▶ Activity: Find each line in the records below that contains the word "body", and copy it out.

▶ Data for this task:
--- START ---

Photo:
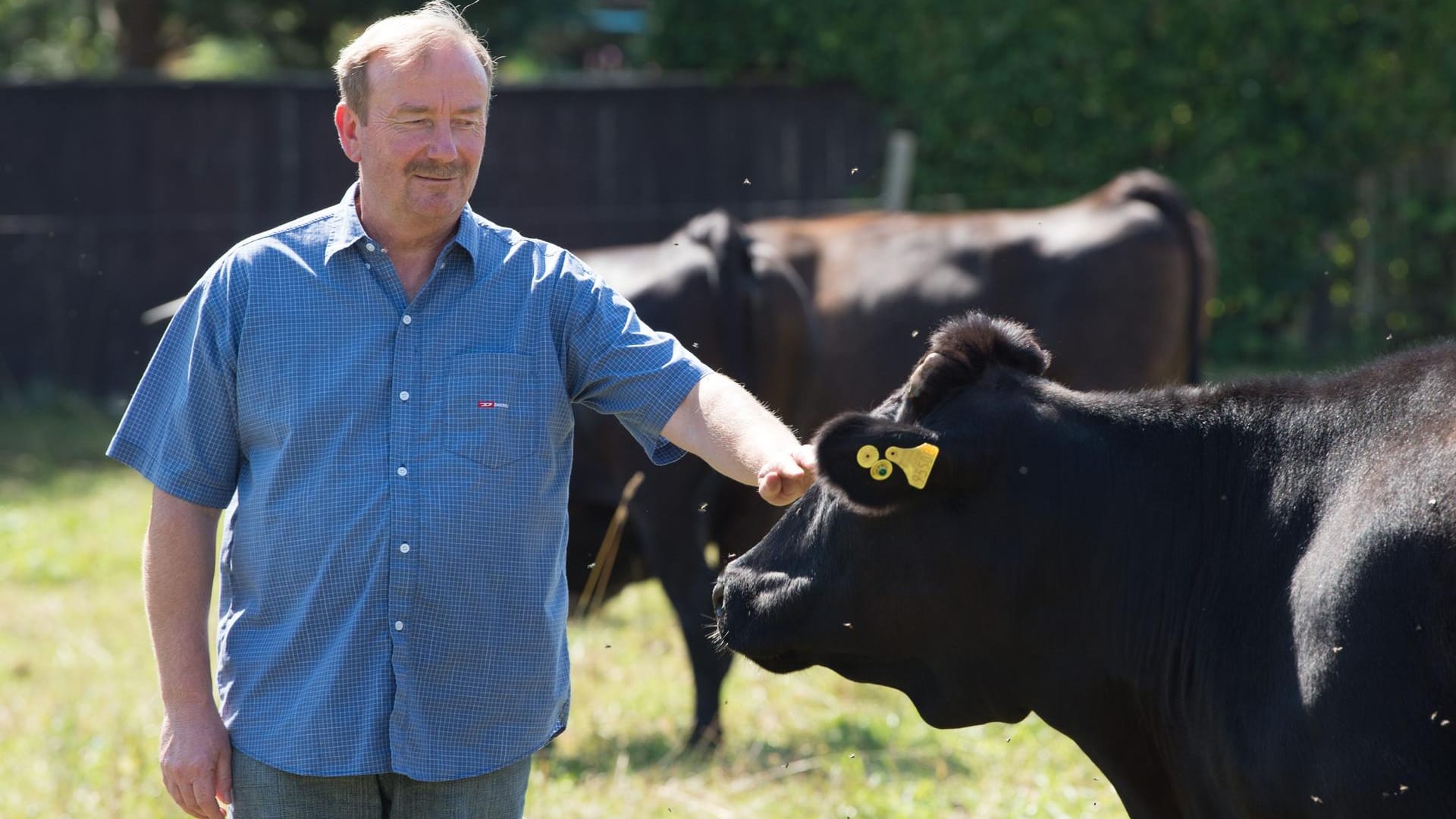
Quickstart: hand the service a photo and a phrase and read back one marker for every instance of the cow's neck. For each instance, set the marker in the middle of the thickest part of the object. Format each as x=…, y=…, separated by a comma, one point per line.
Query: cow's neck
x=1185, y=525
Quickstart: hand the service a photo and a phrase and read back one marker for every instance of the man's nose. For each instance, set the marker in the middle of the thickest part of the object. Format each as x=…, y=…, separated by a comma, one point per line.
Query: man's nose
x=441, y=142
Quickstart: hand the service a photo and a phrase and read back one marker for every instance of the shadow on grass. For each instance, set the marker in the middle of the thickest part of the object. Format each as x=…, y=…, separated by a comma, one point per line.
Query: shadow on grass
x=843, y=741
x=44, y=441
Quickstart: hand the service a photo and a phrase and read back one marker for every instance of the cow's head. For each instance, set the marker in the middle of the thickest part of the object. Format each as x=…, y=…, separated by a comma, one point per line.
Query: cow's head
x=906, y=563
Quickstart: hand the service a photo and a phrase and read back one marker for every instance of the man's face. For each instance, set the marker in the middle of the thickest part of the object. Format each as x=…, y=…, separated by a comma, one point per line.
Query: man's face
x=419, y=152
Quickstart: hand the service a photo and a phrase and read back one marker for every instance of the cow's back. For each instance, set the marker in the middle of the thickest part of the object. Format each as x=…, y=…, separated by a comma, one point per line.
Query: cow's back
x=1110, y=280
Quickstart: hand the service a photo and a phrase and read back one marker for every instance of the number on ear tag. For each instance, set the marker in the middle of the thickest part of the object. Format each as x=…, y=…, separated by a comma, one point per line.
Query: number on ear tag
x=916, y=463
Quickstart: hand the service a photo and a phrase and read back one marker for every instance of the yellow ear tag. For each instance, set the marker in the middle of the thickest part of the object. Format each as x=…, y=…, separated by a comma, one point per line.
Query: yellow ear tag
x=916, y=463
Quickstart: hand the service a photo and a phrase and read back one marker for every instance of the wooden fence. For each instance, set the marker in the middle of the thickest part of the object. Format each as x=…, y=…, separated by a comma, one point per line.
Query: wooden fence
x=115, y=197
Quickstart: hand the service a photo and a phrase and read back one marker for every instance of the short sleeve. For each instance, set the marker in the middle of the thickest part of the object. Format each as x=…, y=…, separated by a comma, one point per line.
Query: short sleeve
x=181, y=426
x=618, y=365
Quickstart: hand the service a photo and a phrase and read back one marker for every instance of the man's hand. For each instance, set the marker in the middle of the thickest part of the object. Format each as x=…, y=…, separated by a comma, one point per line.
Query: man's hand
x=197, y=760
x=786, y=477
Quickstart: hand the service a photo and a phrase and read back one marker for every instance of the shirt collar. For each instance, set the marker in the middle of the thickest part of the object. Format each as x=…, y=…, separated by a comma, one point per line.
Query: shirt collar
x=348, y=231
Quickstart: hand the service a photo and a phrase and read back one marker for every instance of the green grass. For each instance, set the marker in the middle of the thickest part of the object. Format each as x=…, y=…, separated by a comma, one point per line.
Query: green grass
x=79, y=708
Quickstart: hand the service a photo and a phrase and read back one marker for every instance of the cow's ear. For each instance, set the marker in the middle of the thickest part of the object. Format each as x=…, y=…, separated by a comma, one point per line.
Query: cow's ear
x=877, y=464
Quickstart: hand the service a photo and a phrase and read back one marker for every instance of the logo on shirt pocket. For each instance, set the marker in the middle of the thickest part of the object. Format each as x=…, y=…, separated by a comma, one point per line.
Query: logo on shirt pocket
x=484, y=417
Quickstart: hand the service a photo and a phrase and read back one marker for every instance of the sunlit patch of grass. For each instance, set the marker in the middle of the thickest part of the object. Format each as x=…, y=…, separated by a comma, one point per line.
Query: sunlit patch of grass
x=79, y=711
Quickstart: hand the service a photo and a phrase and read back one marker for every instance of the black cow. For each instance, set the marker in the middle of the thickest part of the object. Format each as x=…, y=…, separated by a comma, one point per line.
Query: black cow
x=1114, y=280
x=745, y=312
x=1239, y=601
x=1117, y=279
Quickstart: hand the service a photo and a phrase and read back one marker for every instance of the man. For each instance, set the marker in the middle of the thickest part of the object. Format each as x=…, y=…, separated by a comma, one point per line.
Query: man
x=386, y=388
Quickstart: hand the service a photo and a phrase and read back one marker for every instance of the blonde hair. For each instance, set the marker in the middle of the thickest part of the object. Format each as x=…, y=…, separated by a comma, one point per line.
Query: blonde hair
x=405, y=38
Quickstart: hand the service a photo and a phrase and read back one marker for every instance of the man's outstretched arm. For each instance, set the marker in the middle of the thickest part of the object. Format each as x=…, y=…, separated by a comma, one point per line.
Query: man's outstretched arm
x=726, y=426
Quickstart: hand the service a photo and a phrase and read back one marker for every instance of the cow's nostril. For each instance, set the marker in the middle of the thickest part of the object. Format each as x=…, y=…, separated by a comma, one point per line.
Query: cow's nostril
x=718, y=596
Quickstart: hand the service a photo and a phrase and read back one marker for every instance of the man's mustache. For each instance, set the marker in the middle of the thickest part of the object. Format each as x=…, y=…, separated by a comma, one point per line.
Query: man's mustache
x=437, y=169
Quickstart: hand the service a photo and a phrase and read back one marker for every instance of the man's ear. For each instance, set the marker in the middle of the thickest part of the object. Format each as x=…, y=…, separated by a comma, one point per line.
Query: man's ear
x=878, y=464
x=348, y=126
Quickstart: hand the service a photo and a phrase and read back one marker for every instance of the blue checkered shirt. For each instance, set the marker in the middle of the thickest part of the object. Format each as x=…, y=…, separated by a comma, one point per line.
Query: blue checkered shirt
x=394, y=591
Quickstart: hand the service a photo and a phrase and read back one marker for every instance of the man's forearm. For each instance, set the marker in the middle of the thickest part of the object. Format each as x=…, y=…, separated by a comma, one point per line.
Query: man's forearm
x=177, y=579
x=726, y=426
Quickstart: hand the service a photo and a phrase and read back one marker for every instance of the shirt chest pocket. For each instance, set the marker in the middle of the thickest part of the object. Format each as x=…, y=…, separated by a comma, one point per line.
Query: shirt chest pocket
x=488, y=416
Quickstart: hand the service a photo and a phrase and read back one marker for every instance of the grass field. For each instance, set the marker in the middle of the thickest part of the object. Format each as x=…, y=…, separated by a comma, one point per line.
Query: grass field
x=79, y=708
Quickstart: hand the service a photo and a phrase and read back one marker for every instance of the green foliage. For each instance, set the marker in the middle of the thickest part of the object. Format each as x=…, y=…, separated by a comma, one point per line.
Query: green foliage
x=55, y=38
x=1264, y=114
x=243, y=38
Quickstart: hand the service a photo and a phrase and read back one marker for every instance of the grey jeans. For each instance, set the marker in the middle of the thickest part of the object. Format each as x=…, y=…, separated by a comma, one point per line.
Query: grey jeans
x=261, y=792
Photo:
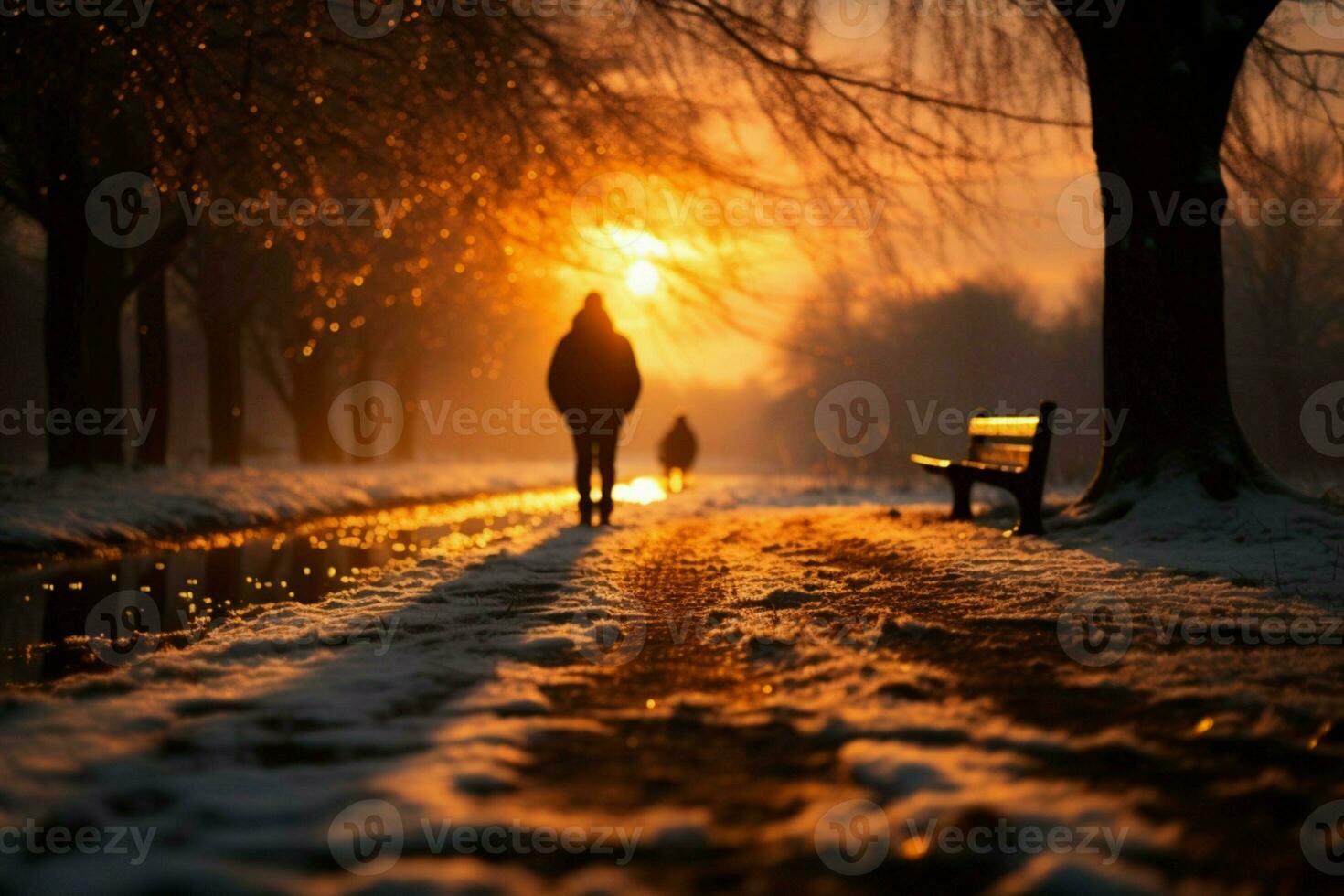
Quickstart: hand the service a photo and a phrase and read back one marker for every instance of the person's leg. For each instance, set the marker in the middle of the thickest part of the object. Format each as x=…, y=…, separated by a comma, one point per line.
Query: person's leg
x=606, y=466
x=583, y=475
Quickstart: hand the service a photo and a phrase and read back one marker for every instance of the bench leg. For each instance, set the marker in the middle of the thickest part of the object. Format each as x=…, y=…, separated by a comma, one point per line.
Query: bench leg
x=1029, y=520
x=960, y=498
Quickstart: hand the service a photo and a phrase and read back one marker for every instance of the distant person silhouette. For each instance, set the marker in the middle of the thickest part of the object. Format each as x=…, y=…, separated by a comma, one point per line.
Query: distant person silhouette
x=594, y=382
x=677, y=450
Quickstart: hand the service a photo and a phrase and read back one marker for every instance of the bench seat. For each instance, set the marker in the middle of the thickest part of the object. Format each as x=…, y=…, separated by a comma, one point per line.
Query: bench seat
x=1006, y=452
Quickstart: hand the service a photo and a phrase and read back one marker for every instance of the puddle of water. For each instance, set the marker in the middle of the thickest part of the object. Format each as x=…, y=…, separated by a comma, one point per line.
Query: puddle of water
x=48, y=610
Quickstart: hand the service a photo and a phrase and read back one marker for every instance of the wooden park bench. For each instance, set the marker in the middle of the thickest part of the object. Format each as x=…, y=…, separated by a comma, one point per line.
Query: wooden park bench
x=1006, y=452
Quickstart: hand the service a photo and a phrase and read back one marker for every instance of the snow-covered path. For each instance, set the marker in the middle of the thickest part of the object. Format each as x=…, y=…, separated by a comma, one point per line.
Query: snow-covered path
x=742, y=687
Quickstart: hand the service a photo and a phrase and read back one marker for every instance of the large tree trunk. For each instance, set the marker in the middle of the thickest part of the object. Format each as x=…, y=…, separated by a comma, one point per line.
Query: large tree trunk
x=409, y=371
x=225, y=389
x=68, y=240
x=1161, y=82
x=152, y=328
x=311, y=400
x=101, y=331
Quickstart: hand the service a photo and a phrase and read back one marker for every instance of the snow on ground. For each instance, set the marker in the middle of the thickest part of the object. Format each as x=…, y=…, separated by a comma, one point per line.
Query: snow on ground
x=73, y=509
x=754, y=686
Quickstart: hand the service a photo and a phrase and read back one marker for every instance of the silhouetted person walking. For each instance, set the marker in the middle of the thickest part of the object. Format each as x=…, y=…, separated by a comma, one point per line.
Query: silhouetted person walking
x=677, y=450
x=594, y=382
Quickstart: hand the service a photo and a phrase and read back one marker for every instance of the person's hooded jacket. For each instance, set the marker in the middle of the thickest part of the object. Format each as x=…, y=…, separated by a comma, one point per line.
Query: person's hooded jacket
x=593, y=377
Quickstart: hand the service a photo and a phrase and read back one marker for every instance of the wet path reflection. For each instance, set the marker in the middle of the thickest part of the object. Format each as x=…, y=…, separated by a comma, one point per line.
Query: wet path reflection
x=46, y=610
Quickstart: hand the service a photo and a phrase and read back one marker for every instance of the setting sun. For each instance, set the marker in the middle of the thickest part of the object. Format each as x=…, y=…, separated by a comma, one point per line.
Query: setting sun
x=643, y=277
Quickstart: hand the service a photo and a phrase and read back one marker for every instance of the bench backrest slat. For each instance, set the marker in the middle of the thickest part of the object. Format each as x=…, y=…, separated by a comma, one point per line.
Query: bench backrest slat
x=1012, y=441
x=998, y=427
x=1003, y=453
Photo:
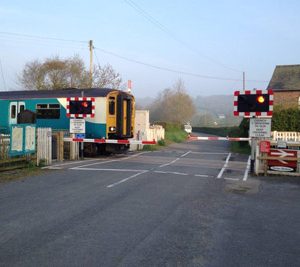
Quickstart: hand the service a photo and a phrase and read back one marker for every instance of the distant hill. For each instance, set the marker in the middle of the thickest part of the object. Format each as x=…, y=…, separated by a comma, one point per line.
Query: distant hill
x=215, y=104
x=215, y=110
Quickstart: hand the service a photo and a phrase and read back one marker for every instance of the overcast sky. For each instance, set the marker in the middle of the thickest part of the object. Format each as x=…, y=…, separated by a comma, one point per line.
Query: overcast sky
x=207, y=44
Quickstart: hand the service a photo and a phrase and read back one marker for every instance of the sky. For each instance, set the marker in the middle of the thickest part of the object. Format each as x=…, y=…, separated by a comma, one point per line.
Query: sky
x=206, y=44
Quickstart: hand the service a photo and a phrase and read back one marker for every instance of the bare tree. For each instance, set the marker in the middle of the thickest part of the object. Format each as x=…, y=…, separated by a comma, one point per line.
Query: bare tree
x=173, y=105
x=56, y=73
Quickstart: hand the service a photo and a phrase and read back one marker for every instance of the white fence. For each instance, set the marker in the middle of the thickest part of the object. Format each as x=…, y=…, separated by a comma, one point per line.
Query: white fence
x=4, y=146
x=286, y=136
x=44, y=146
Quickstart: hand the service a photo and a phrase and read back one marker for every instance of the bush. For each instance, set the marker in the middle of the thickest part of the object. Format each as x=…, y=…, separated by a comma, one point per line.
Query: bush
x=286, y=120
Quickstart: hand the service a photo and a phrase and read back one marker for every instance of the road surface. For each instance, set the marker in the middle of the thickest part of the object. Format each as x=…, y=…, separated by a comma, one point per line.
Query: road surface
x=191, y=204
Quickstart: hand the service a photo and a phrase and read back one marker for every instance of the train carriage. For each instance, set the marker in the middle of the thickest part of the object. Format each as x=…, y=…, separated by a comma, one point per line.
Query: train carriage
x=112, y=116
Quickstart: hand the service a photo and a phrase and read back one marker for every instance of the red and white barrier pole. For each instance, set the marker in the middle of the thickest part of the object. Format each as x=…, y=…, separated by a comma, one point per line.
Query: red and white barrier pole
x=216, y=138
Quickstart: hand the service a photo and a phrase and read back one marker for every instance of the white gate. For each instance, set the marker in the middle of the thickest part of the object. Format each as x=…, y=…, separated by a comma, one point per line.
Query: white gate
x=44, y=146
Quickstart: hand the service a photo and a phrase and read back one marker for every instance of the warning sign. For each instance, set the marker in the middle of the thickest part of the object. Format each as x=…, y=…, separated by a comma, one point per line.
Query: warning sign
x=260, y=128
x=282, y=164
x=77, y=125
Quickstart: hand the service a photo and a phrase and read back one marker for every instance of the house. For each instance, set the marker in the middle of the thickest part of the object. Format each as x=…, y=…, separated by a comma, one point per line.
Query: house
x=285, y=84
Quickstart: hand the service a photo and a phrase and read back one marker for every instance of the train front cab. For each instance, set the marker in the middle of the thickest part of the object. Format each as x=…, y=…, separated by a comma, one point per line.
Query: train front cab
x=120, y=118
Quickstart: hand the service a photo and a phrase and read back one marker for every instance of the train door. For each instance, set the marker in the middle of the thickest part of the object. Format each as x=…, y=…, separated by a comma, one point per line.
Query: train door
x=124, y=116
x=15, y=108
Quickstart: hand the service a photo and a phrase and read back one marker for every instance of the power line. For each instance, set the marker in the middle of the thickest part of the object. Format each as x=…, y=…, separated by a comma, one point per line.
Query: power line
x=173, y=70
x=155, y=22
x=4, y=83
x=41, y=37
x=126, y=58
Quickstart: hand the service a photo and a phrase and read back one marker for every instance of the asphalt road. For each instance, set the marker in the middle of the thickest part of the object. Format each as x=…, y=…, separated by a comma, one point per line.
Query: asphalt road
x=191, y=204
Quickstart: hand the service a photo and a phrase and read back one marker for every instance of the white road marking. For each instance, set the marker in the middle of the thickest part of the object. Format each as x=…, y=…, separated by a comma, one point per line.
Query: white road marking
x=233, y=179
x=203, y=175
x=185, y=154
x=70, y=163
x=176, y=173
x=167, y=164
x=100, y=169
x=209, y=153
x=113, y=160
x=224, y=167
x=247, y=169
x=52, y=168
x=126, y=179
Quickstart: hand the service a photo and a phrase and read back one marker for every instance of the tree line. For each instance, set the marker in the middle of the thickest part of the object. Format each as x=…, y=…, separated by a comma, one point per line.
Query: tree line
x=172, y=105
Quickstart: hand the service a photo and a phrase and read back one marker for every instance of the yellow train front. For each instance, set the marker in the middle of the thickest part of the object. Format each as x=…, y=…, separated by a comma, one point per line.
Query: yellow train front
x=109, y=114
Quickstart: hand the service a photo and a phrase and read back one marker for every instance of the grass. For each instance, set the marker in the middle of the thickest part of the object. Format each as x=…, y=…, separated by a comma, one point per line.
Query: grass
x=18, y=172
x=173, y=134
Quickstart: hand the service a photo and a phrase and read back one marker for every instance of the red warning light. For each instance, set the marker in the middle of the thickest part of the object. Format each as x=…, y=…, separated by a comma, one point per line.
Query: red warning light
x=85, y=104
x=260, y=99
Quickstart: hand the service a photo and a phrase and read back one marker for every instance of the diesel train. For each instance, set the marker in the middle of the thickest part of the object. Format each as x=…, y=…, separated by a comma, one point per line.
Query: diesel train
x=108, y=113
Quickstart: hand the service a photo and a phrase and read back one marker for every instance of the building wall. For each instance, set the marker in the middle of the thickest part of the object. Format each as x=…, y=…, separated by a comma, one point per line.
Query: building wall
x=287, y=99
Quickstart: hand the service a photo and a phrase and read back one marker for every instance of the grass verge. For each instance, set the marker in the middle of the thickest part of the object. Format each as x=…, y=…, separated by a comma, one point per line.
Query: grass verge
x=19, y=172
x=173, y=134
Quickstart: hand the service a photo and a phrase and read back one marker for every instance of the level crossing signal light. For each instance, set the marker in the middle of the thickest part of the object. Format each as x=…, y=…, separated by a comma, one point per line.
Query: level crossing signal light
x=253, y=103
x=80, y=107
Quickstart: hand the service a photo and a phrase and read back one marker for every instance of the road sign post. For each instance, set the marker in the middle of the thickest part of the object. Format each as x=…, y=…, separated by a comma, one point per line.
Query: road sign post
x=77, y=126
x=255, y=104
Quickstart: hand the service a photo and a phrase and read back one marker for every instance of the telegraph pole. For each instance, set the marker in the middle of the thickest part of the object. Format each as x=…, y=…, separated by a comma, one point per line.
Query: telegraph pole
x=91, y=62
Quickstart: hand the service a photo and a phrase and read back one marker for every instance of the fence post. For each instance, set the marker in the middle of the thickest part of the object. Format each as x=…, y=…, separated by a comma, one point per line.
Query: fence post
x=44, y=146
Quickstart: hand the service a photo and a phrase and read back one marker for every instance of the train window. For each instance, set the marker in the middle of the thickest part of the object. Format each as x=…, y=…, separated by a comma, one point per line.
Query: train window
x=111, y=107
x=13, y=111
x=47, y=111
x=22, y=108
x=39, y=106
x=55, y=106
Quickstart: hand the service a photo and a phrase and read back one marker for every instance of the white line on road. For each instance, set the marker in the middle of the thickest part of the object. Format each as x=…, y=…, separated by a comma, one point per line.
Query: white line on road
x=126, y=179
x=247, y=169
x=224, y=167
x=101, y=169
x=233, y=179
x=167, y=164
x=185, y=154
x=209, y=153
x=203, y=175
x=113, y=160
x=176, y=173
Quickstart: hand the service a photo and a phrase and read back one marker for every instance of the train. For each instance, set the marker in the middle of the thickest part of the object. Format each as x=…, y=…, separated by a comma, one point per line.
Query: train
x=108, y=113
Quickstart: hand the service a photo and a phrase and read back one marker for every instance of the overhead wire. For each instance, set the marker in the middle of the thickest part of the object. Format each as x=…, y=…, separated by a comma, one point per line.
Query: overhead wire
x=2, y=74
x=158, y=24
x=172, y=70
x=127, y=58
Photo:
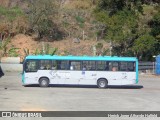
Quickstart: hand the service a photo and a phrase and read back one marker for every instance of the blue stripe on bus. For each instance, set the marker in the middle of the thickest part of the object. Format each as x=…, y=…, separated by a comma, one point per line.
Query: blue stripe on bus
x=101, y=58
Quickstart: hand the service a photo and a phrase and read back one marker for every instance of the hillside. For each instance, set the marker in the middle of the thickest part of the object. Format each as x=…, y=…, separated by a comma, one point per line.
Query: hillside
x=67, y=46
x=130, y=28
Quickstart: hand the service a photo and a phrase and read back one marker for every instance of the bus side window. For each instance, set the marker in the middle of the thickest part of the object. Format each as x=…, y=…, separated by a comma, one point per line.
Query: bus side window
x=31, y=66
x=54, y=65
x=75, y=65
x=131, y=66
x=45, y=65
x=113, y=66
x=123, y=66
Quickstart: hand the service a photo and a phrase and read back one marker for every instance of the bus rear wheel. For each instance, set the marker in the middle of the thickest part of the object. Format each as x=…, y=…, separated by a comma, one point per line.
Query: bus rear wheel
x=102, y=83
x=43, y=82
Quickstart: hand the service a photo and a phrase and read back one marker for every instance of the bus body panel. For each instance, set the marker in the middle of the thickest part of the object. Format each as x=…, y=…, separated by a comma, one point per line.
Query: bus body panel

--- END ---

▶ Task solution:
Quickstart: hand the service a photo and a phrase and read back one marker for every instance of the bus body panel. For each instance, set the marker in the middle of the thickest part of the object. Format each as x=…, y=…, separated by a comma, one point per line.
Query: bus body panel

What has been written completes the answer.